Once you have read the listing, print all of it word for word.

+ + + +

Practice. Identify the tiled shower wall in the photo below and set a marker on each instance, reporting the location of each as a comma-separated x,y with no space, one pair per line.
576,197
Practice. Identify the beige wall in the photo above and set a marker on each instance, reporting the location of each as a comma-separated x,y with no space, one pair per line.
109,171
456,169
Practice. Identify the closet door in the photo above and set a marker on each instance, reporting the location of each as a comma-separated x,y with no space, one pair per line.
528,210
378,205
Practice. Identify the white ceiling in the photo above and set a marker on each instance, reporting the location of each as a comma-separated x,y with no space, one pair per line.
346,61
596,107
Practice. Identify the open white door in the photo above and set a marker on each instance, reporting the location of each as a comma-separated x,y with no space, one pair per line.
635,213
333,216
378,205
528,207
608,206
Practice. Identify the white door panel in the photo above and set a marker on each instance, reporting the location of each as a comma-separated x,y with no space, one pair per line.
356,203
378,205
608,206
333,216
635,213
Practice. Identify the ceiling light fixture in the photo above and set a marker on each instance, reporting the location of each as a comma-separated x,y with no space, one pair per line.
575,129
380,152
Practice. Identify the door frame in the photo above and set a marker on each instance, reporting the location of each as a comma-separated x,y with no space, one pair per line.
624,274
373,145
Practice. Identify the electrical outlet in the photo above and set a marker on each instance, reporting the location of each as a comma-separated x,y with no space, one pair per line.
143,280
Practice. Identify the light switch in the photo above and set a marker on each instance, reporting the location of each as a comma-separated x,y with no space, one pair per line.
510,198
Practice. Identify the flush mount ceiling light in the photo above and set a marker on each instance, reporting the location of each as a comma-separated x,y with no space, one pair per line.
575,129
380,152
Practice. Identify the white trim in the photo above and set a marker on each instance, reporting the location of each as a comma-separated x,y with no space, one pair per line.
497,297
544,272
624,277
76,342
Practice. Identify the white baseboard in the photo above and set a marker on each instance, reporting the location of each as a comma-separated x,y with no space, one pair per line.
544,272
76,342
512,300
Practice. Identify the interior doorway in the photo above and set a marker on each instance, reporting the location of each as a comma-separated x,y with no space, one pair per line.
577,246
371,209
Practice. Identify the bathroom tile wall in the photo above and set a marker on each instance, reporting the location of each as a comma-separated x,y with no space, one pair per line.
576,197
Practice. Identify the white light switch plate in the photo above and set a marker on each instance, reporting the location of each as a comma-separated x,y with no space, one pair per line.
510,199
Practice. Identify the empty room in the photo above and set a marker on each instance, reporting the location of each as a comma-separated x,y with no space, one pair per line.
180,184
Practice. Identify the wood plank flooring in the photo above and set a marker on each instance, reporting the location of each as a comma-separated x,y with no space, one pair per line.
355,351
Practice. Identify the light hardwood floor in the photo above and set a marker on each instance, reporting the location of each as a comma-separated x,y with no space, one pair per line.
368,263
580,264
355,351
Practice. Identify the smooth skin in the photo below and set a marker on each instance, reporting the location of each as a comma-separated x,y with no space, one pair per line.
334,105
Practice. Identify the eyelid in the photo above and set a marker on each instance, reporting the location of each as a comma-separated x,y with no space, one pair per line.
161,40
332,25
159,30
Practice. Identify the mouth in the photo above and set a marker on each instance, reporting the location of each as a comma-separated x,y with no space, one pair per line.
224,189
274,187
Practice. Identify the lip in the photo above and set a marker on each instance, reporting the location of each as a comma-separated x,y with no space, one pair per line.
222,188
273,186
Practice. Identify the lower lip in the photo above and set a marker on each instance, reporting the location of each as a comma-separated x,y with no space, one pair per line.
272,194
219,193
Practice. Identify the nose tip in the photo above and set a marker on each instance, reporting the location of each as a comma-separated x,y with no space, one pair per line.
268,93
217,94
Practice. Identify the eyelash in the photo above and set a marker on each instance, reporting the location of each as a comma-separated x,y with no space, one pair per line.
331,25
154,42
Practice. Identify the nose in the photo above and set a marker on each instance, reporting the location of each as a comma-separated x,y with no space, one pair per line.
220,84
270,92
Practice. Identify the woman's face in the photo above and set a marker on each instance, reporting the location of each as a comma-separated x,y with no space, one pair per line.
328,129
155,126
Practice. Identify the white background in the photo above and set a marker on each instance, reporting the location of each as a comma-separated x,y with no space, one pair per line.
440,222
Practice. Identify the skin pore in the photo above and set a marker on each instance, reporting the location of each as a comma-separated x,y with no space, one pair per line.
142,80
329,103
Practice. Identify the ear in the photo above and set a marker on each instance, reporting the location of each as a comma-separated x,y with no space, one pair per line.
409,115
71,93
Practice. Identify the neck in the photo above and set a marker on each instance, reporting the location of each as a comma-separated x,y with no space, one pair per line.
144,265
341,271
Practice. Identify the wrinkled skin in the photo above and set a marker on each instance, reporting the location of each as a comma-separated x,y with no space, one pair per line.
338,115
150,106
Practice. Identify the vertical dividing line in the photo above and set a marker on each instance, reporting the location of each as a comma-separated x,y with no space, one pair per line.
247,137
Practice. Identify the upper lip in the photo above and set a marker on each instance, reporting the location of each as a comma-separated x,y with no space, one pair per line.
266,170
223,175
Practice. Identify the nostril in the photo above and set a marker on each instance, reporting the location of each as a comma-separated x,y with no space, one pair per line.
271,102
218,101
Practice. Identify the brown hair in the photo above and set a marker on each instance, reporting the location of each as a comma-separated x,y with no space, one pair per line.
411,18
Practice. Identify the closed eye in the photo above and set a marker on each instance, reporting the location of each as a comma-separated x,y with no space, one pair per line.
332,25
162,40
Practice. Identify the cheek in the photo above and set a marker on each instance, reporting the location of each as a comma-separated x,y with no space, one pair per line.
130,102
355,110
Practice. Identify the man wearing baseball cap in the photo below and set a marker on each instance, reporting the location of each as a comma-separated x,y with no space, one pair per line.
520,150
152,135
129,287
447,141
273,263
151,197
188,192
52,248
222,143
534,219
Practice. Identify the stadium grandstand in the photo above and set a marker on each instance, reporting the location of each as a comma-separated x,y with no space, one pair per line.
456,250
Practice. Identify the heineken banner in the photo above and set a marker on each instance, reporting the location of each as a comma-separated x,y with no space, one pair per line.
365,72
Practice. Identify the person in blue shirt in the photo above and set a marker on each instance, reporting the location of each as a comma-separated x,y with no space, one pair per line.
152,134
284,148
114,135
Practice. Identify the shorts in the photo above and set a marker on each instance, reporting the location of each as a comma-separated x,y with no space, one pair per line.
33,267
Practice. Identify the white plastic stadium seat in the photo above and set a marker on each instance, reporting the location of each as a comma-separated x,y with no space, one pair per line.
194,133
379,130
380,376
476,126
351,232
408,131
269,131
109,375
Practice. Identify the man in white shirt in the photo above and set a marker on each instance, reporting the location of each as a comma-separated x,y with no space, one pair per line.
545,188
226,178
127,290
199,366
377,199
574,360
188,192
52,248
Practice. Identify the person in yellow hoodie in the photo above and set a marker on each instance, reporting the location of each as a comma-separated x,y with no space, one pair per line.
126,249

+ + + +

◆ **Solution to the exercise**:
Practice. Identify the tiled shower wall in the photo below and set a marker on each instance, reporting the location of each as a comma-separated x,y with no space, one pair per line.
576,197
Practice. Identify the beige wall in the photo above and set a marker on each instance, reporting the location of each as a comma-separated x,y with no space, one pair per line.
109,171
456,169
Practice. Identify the closet door in the photo above and set a marker on each instance, reporting the location of each as a comma-separated x,y with no space, one pair per line.
528,210
378,205
Practice. Identify the white ceiling in the photo above and set a marker on each instance, reporting the location of each as a comma-separated x,y with no space, one pair per line.
346,61
596,107
Practice. Identify the open white door in the photo above and set a marker on each instance, reporting the location of each as a comma-separated x,y with no space, one pair per line.
635,213
333,216
378,205
528,207
608,206
Practice. Identify the white door panel in the photo above and set a marker on each instance, reporting the location of each as a comma-separated x,y with no space, one pair per line.
356,203
378,205
608,206
333,216
635,213
Practice. Identify the ceiling light fixture in the photo above and set a marker on each instance, reporting the location of each as a comma-separated x,y with no space, one pair per line.
575,129
380,152
Practice. Identify the door frame in the photo above and set a marker on each instance, reporting the location of each as a comma-separated x,y with no space, one pair per line.
624,274
373,145
Practice. Identify the electrical outlet in the photo above and set a marker on each instance, reporting the location of each as a comma-separated x,y with no space, one pair per line.
143,280
Practice. Identify the light switch in the photo above and set a marker on each instance, reporting the location of each as a comma-separated x,y with no space, one pair per line.
510,198
Practice. Identify the flush mount ceiling light in the photo above and set a marker on each instance, reporting the location of each as a comma-separated x,y with no space, one pair per line.
575,129
380,152
Practice. Identify the white trim in the photo above and set a marker on each instance, reporting the location of each as a comma-separated x,y with no space, one pair per line.
497,297
544,272
624,277
76,342
Practice. Identify the white baseboard in the photo above and set a marker on each instance, reporting the location of each as a comma-separated x,y with no space, one pair per line.
544,272
76,342
512,300
Practice. Identify the interior doorway in the photo above and set a marker on each instance, reporting the location of each as a comma-separated x,y with no space, one pair per line.
577,246
371,209
Practice. Identify the bathroom tile wall in the photo above and set a marker on each instance, reporting the location of each as a comma-separated x,y with no space, one pair per line.
576,197
Practice. Identify the white light switch plate in the photo above and set a marker on each instance, reporting the location of each as a comma-separated x,y with no space, one pair per line.
510,199
Practice. Identify the empty room in the photo above and set a marker on each instance, reporting the location of each as a comma-separated x,y with no space, one pair per line.
180,184
Practice. Identify the wood plank flooring in the photo above and set a marker on each instance, reporting the location of each as a comma-separated x,y with no space, one pair per line.
355,351
Practice. Identify the light hardwood floor in the photo above and set a marker on each instance, reporting the location of each as a comma-separated x,y with no space, one pair per line.
368,263
580,264
355,351
Practice. Identify the smooth skin in the photo below and set a marker on each instance, reporting the location of each as a comma-separated x,y with no space, one pair per line.
334,105
Practice. Identify the eyelid in the photo above and set a marker on each instance, reporting the location of each as a comma-separated x,y with no space, one pair per line.
161,40
332,25
159,30
Practice. Identify the mouth in the photo above and set a marker on each instance, reporting the location of each as a comma-separated x,y with no space, one pair per line.
224,189
274,187
Practice. Identify the lip in the photo above and set a marker on each instance, reporting the location of each as a comma-separated x,y with no space, one pair per line.
222,188
273,186
Practice. Identify the lower lip in the photo above and set a marker on each instance, reporting the location of each as a comma-separated x,y with no space, one pair per line.
272,194
219,193
Practice. Identify the nose tip in the photo above and set a marker on each instance, reporting the location of each as a comma-separated x,y with no space, one pair per line.
268,93
217,94
Practice. Identify the eyelash in the photo above and set a marker on each instance, reporting the location of each as a comma-separated x,y with no space, one pair per line.
331,25
154,42
Practice. Identify the nose in the photo above and set a marker on each instance, reporting the location of each as a comma-separated x,y with no space, one pair per line.
220,84
270,92
Practice. Identify the woman's face in the photo above and set a marker on each instance, reporting the location of each as a comma-separated x,y with no space, one pair per line.
328,129
155,126
Practice. Identify the white background in the photo above and set a marker on each instance, reporting the location of each as a comma-separated x,y with no space, one pair per line.
440,222
Practice. Identify the skin pore in the photo above and set a marker on each instance, reporting the location of each as a comma-separated x,y with no space, one pair per line.
142,80
329,103
Practice. Identify the ear in the photo above and set a marker on each instance, reporting the location of each as a comma-separated x,y with no space, one pair per line.
409,115
71,93
Practice. Identify the neck in the photo above and set a marker on each instance, reporting the location of each as a comma-separated x,y with no space, one pair per line.
144,265
341,271
Practice. Identify the wrinkled skin in the photo above and set a marker on each instance, reporting the location of each as a comma-separated x,y with no space, one pair per line.
338,115
150,106
Practice. Identify the vertical dividing line in the photo above and set a marker on each instance, reporting the location of each as a comma-separated x,y with no space, one pair per line.
247,137
Practice. Identify the upper lip in the photo above and set a marker on each instance, reporting the location of each as a comma-separated x,y with no space, one pair per line.
266,170
223,175
Practice. Identify the nostril in the photo above and set a marker on each instance, reporting the location of each as a comma-separated x,y with no space, one pair per line.
271,102
218,101
Practice. Identify the brown hair in the photo above and set a marker on each instance, reporting the location of each as a comma-separated x,y with no space, one pair per line.
411,18
Practice. Identify the closed eye in the photo above and set a marker on each instance, reporting the location of each as a comma-separated x,y with no space, one pair per line.
332,25
162,40
Practice. Identify the cheek in the photo above and set a marker on each instance, reporting the location of each as a comma-separated x,y with no space, one pair per line.
130,102
355,110
Practice. Identify the man wearing baseball cap in the photo below and set a marker on each instance, reporting the location of each as a comma-separated x,y with no space, one pair per line.
520,150
152,135
129,287
447,141
273,263
151,197
188,192
52,248
222,143
534,219
Practice. Identify the stadium grandstand in the photo above and set a marker on each instance, reporting the location of each as a comma-separated x,y with no space, one pair per line.
456,250
Practice. Identify the heineken banner in the photo above and set a marker on each instance, reporting the location of each as a comma-separated x,y with no space, one pair per line.
365,72
Practice. Identify the person in blue shirt in the photo above and set a marker on each instance, reporting the location of each as a comma-separated x,y with no space, one pair per line.
152,134
284,148
114,135
Practice. Identify the shorts in the photo above and set a marker on each instance, reporting the location of each as a comma-separated x,y with no space, one pair per line.
33,267
Practice. Identify the white plastic stadium seat in the photo above and set a marker on each instance, reporting the location of each as a comma-separated x,y with no space, one pair per line.
194,133
379,130
380,376
476,126
351,232
408,131
269,131
109,375
Practice. Identify the man in white shirt in the photo above and set a marker on each instance, reporting the location of each as a comma-separated x,y with no space, one pair per line.
545,188
226,178
127,290
199,366
377,199
574,360
188,192
52,248
Practice. Identify the person in yellow hoodie in the photo above and set a marker on each instance, reporting the location of each as a comma-separated x,y with no space, one pair per line.
126,249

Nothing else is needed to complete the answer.